**Tasks and exercises**
- a) Transcribe the section of the essay "Unmasked" starting at "I feel like" and ending at "about the practice.".
- b) In the essay "Unmasked," what name is proposed for the new spring holiday?

**Source text**
:::

Unmasked

This week, I walked into our local Kwik Trip convenience store without slipping on a mask for the first time in more than a year. It was a little anticlimactic, given how long we’ve waited for this day to come—everyone else in the store, similarly unmasked, went around buying bananas and milk and eggs and morning muffins so nonchalantly, I couldn’t help wondering whether I had dreamed the whole pandemic. Me, I felt like celebrating, which I did by smiling at everyone I saw.

I feel like this should be the basis for a new holiday. Jews mark their liberation from slavery in Egypt with Passover, so why can’t we henceforth have a spring holiday—call it Unmasking Day. We’ll celebrate by gathering and smiling at one another, and hugging, and singing loudly, closer than six feet apart.

I never had any problem with wearing a mask. The exponential mathematics of the virus seemed to recommend such a small personal sacrifice; it floored me that even the mask would be weaponized in our ongoing political strife. I’m glad to not be wearing a mask in public anymore, but I’m downright thrilled to be done with arguing about the practice.

That said, the most moving anti-mask argument I heard came from religious conservatives who objected that by covering up our faces, we were covering up the image of God. What a beautiful sentiment! It reminds me of the vision Thomas Merton had at the corner of Fourth and Walnut streets in downtown Louisville: “How can you tell people that they are walking around shining like the sun?”

The pandemic had its upsides and its silver linings, and one of them might be the reminder that, for all our technology, human beings are not reducible to bits and bytes; we are not digital. Our embodiment means that we are and forever will be analog sacraments of divine grace. Nothing can replace a smile shared between friends, or even strangers, from a few feet apart; there is no app that will ever be able to replace a warm embrace.

Pre-pandemic, maybe we were too quick to trade these human treasures for the digital treats served up by our phones. There’s an opportunity, now, post-pandemic, to savor our human connections, and to nurture them. It will be a beautiful new world, after the masks are put away, if only we can remember to encounter one another with a little more awe, and a little more reverence, as if we stood on holy ground.

:::

**Dataset entries**

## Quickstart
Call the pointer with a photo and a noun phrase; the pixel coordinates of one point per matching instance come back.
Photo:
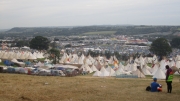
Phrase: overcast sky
(38, 13)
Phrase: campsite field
(100, 32)
(19, 87)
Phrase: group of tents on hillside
(99, 66)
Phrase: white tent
(159, 74)
(133, 67)
(31, 56)
(104, 72)
(97, 73)
(146, 71)
(155, 68)
(138, 73)
(93, 68)
(110, 70)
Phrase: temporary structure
(138, 73)
(104, 72)
(97, 73)
(93, 68)
(110, 70)
(159, 74)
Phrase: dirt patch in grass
(17, 87)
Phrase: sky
(43, 13)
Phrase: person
(169, 78)
(155, 87)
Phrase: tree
(175, 43)
(54, 54)
(160, 47)
(39, 43)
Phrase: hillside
(86, 30)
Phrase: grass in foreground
(18, 87)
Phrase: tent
(138, 73)
(110, 70)
(159, 74)
(104, 72)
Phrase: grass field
(19, 87)
(100, 32)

:::

**Task solutions**
- a)
I feel like this should be the basis for a new holiday. Jews mark their liberation from slavery in Egypt with Passover, so why can’t we henceforth have a spring holiday—call it Unmasking Day. We’ll celebrate by gathering and smiling at one another, and hugging, and singing loudly, closer than six feet apart.

I never had any problem with wearing a mask. The exponential mathematics of the virus seemed to recommend such a small personal sacrifice; it floored me that even the mask would be weaponized in our ongoing political strife. I’m glad to not be wearing a mask in public anymore, but I’m downright thrilled to be done with arguing about the practice.

- b) Unmasking Day